§ **Task brief**:
An exact copy of the records is required, minus the pictures they hold.
[Opening Data provided section]
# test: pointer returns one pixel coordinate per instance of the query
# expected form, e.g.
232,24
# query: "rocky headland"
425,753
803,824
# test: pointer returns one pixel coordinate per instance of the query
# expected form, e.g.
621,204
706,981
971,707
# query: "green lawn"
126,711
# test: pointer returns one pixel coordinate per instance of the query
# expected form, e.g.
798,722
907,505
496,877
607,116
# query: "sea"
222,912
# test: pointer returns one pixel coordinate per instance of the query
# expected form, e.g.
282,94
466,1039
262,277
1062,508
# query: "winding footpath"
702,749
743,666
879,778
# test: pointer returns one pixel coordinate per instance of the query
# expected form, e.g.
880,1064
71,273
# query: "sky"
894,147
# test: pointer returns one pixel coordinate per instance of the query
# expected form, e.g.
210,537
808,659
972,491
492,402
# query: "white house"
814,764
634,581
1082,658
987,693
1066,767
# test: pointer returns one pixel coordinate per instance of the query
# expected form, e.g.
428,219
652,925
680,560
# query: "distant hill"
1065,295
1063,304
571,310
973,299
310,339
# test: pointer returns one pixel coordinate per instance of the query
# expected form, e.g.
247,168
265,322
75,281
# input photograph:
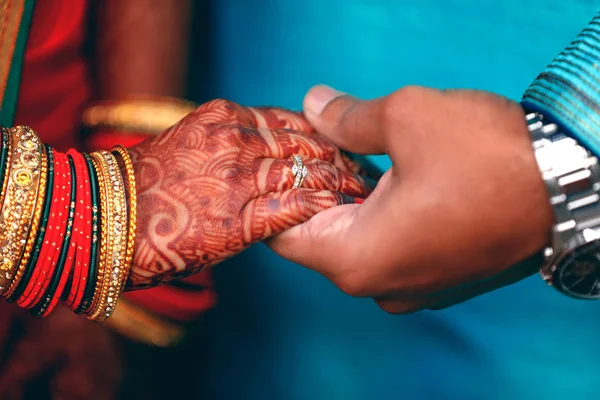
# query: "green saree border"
14,30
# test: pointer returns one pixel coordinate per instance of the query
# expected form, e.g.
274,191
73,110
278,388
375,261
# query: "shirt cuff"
568,91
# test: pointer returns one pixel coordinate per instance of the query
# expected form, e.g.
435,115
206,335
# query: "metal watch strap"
572,175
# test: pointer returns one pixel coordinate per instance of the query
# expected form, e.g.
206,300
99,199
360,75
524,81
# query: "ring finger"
278,175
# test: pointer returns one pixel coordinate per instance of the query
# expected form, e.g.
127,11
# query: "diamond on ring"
299,171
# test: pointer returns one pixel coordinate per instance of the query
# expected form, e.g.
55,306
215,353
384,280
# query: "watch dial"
579,273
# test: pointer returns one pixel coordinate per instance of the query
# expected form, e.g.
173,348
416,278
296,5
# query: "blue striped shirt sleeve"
568,91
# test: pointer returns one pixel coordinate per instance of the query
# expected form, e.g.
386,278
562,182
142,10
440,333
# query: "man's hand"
462,206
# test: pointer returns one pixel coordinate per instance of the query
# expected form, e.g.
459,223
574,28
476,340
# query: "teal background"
283,332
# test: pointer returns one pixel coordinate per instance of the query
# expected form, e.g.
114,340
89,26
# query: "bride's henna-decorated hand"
220,180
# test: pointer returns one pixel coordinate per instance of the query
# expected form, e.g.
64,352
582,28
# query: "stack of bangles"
67,225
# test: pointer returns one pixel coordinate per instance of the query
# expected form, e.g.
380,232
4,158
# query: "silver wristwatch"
572,177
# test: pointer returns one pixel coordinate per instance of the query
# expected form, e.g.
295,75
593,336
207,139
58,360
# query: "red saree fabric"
56,85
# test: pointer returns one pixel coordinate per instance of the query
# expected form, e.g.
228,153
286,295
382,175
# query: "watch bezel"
553,269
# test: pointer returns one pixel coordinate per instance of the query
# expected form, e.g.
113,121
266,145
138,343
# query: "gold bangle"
139,113
33,231
117,232
103,237
132,212
6,166
18,207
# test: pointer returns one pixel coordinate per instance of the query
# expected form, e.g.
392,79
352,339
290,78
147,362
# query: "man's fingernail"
318,97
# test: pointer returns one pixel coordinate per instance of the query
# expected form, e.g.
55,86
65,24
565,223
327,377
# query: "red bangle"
67,261
53,236
82,231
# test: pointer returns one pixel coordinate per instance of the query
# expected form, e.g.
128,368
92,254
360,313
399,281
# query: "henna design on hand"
220,180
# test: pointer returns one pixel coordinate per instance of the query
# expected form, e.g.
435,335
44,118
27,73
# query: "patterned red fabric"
56,85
[Closing Data provided section]
§ **Answer section**:
# test: pointer returns one pixel coordinate per instance of the query
# expected form, e.g.
232,24
# query: "rocky headland"
425,753
803,824
# test: pointer returns one pixel coordinate per instance of the query
# expected form, e.g.
621,204
706,981
971,707
# query: "green lawn"
126,711
# test: pointer returns one pixel coordinate per instance of the query
# expected form, e.g.
798,722
907,505
496,877
607,116
# query: "sea"
222,912
# test: pointer returns one pixel coordinate per instance of the query
# expected form, e.g.
282,94
466,1039
262,277
1062,508
# query: "winding footpath"
702,749
743,666
879,778
# test: pointer returns one pixel coordinate per instance of the query
# expected form, e.g.
880,1064
71,273
# query: "sky"
894,147
# test: pointer returns one pixel coordinate per instance of the query
# expected form, e.g.
210,537
808,659
972,491
492,402
# query: "white house"
814,764
634,581
1082,658
987,693
1066,767
# test: pointer returns one pixel coordinate per instance of the query
# expected form, e.g.
428,219
652,925
680,560
# query: "distant hill"
1065,295
1063,304
571,310
973,299
310,339
# test: pointer returns one pixel coordinate per instance of the query
# expected form, e.g.
247,168
265,322
75,281
# input photograph:
# query: "green saree border"
14,30
# test: pointer returns one pixel coordinate per instance of the query
# expected form, e.g.
274,191
73,110
278,388
375,261
# query: "shirt cuff"
568,91
# test: pointer returns one pixel coordinate per instance of the query
# expected form, e.g.
435,115
206,335
# query: "metal watch strap"
572,175
# test: pointer returns one pixel coordinate per instance of the query
# expected form, e.g.
206,300
99,199
360,75
524,81
# query: "ring finger"
278,175
# test: pointer returns one pixel coordinate per instance of the query
# expected form, e.g.
127,11
# query: "diamond on ring"
299,171
# test: pointer returns one pixel coordinate per instance of the query
# expected form, e.g.
55,306
215,353
384,280
# query: "watch dial"
579,273
# test: pointer returns one pixel coordinate per instance of the query
# expected form, e.g.
173,348
416,278
296,5
# query: "blue striped shirt sleeve"
568,91
# test: pointer returns one pixel coordinate per instance of the query
# expected form, e.g.
386,278
562,182
142,10
440,333
# query: "man's hand"
462,206
# test: pointer returns one pixel coordinate per instance of the query
# expected form, e.g.
459,223
574,28
476,340
# query: "teal background"
283,332
# test: pointer returns one pixel coordinate per instance of the query
# expected form, e.g.
114,340
89,26
# query: "bride's henna-decorated hand"
220,180
# test: pointer returns one pixel coordinate per instance of the query
# expected form, e.g.
64,352
582,28
# query: "stack of bangles"
67,225
# test: pointer returns one pixel coordinate per instance of the query
# expected form, e.g.
380,232
4,158
# query: "silver wristwatch"
572,177
# test: pointer returns one pixel coordinate per instance of the query
# expected form, e.g.
295,75
593,336
207,139
58,360
# query: "red saree fabric"
56,85
# test: pointer returns one pixel coordinate per instance of the query
# expected form, e.g.
228,153
286,295
382,175
# query: "watch bezel"
553,269
# test: pointer returns one pixel coordinate per instance of the query
# expected form, e.g.
113,121
266,145
138,343
# query: "gold bangle"
139,113
33,231
117,232
103,237
132,212
6,166
18,207
# test: pointer returns one pixel coordinate per instance of the query
# expected form, e.g.
392,79
352,339
290,78
147,362
# query: "man's fingernail"
318,97
# test: pointer returns one pixel coordinate per instance of the query
# expected form, e.g.
55,86
65,24
565,223
327,377
# query: "red bangle"
67,261
53,236
82,231
# test: pointer returns one pixel coordinate per instance of the query
# expected form, e.g.
128,368
92,254
360,313
399,281
# query: "henna design on hand"
220,180
# test: pointer returns one pixel coordinate per instance of the query
# expected form, e.g.
435,335
44,118
27,73
# query: "patterned red fabric"
56,85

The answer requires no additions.